§ **DIRECTIONS FOR THIS TASK**
Copy out exactly every line from the line containing "the white ceiling?" until the records below end, inclusive of both boundary lines.

§ **DATA FOR THIS EXERCISE**
-----

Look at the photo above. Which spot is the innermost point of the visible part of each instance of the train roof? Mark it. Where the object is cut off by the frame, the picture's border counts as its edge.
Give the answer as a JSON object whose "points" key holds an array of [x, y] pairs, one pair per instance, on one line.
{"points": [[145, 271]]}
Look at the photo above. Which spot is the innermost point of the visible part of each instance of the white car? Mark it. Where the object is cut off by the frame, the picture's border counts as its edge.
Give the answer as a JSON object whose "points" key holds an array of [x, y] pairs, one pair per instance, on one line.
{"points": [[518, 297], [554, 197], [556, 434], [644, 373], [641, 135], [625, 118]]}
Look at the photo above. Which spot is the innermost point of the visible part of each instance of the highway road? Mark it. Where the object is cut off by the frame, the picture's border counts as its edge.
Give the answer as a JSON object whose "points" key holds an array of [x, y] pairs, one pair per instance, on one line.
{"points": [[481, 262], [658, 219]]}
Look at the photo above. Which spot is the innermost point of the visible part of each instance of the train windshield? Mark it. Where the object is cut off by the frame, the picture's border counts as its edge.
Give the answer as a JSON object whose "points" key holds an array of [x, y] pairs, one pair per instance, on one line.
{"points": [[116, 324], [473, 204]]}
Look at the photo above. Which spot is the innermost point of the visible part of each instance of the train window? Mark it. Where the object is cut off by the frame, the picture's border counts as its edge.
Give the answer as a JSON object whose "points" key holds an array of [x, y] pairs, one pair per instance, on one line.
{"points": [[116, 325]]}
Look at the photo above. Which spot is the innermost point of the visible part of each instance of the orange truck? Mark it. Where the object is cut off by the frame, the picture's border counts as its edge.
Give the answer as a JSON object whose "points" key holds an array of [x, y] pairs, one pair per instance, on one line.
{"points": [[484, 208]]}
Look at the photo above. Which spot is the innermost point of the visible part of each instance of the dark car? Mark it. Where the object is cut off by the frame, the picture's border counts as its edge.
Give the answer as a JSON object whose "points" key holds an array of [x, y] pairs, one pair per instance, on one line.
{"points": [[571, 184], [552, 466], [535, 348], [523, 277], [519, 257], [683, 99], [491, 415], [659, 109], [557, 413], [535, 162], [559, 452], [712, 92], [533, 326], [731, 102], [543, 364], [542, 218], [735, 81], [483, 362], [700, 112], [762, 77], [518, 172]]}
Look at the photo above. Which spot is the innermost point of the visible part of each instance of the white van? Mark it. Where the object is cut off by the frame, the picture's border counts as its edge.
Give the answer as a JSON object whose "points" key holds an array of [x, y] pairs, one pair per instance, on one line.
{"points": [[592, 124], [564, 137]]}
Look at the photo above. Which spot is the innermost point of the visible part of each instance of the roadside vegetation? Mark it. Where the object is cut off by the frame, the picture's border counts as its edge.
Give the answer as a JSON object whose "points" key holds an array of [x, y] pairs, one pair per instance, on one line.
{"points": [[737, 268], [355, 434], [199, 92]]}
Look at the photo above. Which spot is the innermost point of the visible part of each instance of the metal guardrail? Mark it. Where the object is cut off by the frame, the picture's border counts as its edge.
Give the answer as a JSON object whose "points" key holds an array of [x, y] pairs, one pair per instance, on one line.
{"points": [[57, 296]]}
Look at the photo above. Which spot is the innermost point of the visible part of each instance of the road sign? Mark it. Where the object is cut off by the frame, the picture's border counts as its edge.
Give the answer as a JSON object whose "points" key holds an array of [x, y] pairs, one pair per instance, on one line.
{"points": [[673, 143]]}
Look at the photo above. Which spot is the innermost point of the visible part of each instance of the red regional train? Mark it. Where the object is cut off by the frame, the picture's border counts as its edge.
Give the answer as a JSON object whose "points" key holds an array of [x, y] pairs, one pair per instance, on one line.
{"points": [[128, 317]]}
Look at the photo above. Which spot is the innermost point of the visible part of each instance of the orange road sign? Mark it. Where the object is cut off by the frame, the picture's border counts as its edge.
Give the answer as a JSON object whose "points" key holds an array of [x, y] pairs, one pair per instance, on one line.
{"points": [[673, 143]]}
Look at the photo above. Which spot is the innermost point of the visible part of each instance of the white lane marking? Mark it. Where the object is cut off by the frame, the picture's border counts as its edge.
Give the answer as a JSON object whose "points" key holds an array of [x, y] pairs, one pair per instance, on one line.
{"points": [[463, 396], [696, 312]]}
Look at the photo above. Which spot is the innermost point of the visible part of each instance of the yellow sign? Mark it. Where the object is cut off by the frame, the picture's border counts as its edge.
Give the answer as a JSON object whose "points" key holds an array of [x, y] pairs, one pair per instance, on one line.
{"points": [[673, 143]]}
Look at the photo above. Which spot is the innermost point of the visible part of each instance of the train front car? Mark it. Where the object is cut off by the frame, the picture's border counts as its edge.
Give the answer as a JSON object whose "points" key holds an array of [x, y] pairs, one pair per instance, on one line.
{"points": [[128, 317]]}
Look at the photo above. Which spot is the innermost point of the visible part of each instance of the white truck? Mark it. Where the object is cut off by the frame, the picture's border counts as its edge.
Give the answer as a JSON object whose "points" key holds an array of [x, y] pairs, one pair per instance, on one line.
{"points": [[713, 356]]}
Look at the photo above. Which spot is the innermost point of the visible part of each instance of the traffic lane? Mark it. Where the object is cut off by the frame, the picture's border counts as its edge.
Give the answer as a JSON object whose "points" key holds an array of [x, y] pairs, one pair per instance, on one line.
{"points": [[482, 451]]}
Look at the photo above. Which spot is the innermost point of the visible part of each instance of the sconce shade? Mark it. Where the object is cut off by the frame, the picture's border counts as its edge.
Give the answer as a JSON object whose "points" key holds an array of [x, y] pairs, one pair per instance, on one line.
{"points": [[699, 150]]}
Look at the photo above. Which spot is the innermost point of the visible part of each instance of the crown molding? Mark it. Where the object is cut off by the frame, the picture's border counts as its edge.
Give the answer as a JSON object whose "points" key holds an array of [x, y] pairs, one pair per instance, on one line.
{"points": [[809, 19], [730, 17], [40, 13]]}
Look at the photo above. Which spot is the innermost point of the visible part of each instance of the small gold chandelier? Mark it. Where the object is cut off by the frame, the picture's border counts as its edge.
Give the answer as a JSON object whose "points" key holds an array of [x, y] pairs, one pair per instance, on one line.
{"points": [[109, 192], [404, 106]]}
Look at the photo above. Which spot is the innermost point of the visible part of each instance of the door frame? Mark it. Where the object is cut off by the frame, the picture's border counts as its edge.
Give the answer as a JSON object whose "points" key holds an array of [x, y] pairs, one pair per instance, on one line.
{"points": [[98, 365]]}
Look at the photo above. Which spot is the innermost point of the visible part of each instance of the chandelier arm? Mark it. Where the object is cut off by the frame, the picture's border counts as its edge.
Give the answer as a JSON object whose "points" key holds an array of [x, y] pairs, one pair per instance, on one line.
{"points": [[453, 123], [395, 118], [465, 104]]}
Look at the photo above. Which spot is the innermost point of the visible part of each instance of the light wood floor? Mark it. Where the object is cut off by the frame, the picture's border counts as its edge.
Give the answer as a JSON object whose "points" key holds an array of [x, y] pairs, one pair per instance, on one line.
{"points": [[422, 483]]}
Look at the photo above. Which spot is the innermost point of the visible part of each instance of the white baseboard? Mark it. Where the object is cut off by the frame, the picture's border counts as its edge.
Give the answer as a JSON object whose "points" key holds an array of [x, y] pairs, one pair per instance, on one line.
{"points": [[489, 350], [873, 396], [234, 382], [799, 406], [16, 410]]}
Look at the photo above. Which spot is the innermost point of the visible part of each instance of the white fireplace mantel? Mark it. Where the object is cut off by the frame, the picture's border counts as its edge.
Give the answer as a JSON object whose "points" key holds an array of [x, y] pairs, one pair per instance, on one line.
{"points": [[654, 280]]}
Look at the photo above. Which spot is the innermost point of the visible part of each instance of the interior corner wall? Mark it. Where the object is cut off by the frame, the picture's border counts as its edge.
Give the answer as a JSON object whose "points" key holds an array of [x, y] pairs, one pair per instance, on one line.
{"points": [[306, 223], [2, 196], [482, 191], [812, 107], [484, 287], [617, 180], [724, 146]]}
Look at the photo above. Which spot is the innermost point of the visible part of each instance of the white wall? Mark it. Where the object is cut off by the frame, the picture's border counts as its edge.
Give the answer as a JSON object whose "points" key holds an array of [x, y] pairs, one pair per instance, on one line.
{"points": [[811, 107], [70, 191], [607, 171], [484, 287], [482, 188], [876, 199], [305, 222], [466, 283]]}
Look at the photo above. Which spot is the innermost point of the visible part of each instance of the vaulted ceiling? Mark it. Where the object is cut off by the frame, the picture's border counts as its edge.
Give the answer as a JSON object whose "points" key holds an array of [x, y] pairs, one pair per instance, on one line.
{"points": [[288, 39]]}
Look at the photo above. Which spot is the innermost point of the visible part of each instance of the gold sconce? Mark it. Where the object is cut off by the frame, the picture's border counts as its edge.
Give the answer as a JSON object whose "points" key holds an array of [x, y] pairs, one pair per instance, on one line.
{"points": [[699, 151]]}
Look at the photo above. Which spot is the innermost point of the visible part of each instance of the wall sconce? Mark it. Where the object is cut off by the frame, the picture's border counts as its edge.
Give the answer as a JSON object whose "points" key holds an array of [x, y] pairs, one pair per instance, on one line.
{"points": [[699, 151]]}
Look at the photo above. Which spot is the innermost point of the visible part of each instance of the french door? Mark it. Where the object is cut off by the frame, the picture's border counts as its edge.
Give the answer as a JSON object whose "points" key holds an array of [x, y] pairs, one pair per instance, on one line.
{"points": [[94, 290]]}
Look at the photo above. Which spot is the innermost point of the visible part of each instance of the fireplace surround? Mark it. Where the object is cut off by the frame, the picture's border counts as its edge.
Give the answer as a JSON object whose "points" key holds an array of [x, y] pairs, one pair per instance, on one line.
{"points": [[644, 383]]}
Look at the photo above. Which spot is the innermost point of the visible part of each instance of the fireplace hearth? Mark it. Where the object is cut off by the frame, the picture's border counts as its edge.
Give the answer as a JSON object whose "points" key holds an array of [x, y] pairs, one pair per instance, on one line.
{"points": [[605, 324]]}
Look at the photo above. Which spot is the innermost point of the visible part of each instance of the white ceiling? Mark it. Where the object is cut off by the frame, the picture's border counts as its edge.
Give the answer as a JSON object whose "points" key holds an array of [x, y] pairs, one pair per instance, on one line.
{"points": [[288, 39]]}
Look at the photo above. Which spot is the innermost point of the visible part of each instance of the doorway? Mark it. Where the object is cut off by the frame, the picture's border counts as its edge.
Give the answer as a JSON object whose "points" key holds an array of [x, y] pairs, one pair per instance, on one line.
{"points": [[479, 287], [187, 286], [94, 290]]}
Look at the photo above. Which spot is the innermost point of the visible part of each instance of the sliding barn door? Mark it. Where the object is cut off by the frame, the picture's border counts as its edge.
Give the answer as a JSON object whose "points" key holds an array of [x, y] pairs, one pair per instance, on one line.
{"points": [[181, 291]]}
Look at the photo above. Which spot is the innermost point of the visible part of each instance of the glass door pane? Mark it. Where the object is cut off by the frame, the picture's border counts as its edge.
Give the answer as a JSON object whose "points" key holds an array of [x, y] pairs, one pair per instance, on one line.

-----

§ **PROBLEM SOLUTION**
Look at the photo above. Which spot is the innermost point of the visible part of each instance of the white ceiling? Mark it. Where the object is cut off by the frame, the picture's border counts as its edge.
Give the answer as a JSON object whose "points" key holds an array of [x, y] pairs, one pair per instance, on one line.
{"points": [[288, 39]]}
Look at the photo above. Which spot is the innermost point of the visible part of each instance of the doorway? Mark it. Where the object is cut off by the frame, the picture's border counts as its edge.
Give the answer as a JSON object whose "points" key holds an array of [x, y] pairs, one pair per instance, on one line.
{"points": [[479, 287], [187, 286], [94, 290]]}
Look at the photo above. Which spot is the innermost point of the visible part of each instance of the sliding barn door? Mark it. Where the object is cut off by the frame, the picture's border counts as its edge.
Give the answer as a JSON object whose "points" key holds an array of [x, y] pairs, one pair per instance, on one line.
{"points": [[181, 291]]}
Look at the photo above. Which spot is the innermost point of the visible part of each instance of the glass door pane? Mark it. Where the object is cut off by the frame, the picture's border counts as its edge.
Give the answer as a JSON object whose "points" key holds an array of [x, y] pairs, one pair per instance, on one line.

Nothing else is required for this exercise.